In the changelog issue below, find every occurrence of the standalone word "release" (not counting "Unreleased" or "renamed"). Quote each one as the short phrase that ends with it.

**GIVEN TEXT**

++++++++++

Skip to content

Our changelog strategy is a pit trap #4130

@rhendric

Description

@rhendric

Our current approach to keeping a changelog is to add entries in an ‘Unreleased’ section, and then rename that section when there is a release. This means that any PR that spans a release needs to be updated every time there is a release, lest it be merged into the renamed section instead of the current ‘Unreleased’ section. There's no check to make sure that such a merge doesn't happen other than the vigilance of maintainers, and it's extra work for PR authors for the PRs that span at least one release. Personally, I think it's frustrating enough just staving off bitrot for PRs that are over a year old; moving the changelog entry around is simpler but a little more demoralizing because it's a self-created problem.

++++++++++

**RECORDS SUPPLIED**
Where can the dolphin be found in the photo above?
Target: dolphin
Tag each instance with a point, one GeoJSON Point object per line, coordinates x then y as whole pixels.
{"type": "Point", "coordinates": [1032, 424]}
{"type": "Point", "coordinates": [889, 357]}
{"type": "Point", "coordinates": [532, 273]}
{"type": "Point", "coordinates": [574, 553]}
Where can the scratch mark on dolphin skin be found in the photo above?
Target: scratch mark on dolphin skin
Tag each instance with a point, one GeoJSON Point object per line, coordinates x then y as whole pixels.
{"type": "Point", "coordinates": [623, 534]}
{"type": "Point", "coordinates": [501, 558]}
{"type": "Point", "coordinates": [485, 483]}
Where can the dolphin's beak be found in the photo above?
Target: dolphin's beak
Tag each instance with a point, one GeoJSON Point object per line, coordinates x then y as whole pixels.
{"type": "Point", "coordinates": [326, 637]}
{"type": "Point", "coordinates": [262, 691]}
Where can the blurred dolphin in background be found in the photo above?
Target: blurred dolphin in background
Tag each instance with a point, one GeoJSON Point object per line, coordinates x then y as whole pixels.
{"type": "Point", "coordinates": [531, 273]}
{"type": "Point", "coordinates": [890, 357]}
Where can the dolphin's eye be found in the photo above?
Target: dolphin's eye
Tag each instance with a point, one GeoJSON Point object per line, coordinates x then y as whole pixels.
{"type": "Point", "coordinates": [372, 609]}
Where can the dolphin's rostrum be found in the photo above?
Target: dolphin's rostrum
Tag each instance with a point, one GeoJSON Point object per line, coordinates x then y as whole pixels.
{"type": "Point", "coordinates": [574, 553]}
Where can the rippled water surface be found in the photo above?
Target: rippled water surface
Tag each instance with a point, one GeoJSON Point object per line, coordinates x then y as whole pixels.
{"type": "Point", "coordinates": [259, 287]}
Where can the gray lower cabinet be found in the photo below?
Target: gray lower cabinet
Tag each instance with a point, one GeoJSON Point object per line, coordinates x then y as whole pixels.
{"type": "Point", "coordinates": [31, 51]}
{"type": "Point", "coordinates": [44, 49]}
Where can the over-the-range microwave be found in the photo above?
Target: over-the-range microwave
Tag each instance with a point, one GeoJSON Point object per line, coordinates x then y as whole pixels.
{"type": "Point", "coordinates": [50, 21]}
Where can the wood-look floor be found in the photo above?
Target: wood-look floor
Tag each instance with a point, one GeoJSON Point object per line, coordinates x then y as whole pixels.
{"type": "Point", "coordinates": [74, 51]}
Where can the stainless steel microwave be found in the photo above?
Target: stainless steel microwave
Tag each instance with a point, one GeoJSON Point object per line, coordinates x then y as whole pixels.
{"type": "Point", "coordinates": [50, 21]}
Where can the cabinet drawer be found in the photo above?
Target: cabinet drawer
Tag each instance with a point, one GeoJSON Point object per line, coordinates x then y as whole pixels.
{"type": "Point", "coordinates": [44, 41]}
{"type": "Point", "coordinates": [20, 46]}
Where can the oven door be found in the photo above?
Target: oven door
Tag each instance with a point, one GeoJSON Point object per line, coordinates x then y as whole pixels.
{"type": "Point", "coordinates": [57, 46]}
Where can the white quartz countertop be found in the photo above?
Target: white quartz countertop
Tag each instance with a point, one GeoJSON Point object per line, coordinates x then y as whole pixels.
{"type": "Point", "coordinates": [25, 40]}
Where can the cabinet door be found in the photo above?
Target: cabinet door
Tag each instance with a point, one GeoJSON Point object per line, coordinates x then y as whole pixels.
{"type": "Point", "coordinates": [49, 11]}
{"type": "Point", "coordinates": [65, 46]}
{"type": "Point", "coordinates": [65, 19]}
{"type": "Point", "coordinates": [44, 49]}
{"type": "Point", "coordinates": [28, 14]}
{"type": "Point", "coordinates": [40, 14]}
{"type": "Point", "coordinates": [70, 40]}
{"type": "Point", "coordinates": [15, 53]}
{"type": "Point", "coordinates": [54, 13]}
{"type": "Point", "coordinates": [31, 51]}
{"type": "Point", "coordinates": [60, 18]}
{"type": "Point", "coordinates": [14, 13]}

++++++++++

**RESULT FOR THIS EXERCISE**
- "when there is a release"
- "any PR that spans a release"
- "every time there is a release"
- "span at least one release"